◆ WHAT IS NEEDED
Retype the entries below without any change.

Natural language region descriptions
══════════════════════════════
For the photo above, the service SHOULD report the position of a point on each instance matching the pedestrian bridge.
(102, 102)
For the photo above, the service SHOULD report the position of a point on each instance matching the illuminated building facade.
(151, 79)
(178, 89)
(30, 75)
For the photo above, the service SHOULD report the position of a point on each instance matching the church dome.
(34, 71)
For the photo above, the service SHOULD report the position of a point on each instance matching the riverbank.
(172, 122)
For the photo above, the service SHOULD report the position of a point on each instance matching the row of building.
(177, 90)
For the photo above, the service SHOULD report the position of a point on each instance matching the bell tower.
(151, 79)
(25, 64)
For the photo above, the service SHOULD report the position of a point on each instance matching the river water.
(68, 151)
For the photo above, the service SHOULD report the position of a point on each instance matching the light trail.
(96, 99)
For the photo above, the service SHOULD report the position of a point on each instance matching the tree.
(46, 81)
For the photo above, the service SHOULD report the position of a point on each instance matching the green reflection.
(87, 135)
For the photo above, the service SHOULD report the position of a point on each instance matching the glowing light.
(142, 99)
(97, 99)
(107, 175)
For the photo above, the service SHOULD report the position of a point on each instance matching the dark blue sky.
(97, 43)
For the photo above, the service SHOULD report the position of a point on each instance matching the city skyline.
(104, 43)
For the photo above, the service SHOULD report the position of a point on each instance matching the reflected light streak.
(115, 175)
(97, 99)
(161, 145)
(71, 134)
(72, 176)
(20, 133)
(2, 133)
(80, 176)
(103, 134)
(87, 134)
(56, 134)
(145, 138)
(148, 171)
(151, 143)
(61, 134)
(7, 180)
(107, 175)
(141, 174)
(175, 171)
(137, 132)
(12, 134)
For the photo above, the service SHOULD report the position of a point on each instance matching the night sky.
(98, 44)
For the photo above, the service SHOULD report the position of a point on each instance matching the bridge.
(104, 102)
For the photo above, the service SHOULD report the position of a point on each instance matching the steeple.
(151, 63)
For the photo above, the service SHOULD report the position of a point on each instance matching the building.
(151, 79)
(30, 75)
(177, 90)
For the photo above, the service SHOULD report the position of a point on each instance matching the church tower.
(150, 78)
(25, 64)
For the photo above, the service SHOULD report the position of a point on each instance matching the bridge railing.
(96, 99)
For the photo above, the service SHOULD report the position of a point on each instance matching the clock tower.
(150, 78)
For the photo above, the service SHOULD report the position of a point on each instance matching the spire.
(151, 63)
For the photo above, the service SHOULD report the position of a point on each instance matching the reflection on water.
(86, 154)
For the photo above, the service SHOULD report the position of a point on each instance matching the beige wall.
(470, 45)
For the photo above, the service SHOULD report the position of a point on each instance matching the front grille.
══════════════════════════════
◆ YOUR RESPONSE
For the photo above, the service SHOULD report the position of a point on each instance matching the pedestrian bridge.
(102, 102)
For the photo above, the service SHOULD report the position of a point on each instance matching the illuminated building facade.
(151, 79)
(178, 89)
(30, 75)
For the photo above, the service SHOULD report the position of a point on each instance matching the church dome.
(34, 71)
For the photo above, the service SHOULD report the position of a point on each instance matching the riverbank.
(172, 122)
For the photo above, the service SHOULD report the position of a point on each instance matching the row of building.
(177, 90)
For the photo above, the service SHOULD report the position of a point on each instance matching the bell tower.
(151, 79)
(25, 64)
For the photo above, the service SHOULD report the position of a point on each instance matching the river water.
(68, 151)
For the photo above, the service SHOULD report the position of a point on each instance matching the light trail.
(96, 99)
For the photo above, the service SHOULD report the position of a point on each instance matching the tree.
(46, 81)
For the photo above, the service SHOULD report the position of a point on each instance matching the green reflection.
(87, 135)
For the photo above, the service SHOULD report the position of a point on each instance matching the glowing light.
(142, 99)
(97, 99)
(107, 175)
For the photo above, the service SHOULD report the position of a point on each instance matching the dark blue sky.
(97, 43)
For the photo above, the service SHOULD report the position of a point on each instance matching the city skyline.
(104, 43)
For the photo above, the service SHOULD report the position of a point on each instance matching the reflected light streak.
(115, 175)
(97, 99)
(161, 145)
(71, 134)
(72, 176)
(20, 133)
(2, 133)
(80, 176)
(103, 134)
(87, 134)
(56, 134)
(145, 138)
(148, 171)
(151, 143)
(61, 134)
(7, 180)
(107, 175)
(141, 174)
(175, 171)
(137, 132)
(12, 134)
For the photo above, the service SHOULD report the position of a point on each instance matching the night sky.
(98, 44)
For the photo above, the service SHOULD report the position of a point on each instance matching the bridge.
(104, 102)
For the photo above, the service SHOULD report the position of a point on each instance matching the steeple.
(151, 63)
For the photo above, the service SHOULD report the position of a point on each instance matching the building.
(151, 79)
(30, 75)
(177, 90)
For the photo above, the service SHOULD report the position of a point on each instance matching the church tower.
(150, 78)
(25, 64)
For the photo above, the service SHOULD report the position of a point on each instance matching the bridge railing.
(96, 99)
For the photo above, the service SHOULD report the position of a point on each instance matching the clock tower.
(150, 78)
For the photo above, the service SHOULD report the position of a point on each instance matching the spire.
(151, 63)
For the photo above, the service SHOULD report the position of a point on each instance matching the reflection on water.
(86, 154)
For the photo above, the service SHOULD report the position of a point on each instance matching the beige wall.
(470, 45)
For the photo above, the service SHOULD report the position of a point on each instance matching the front grille.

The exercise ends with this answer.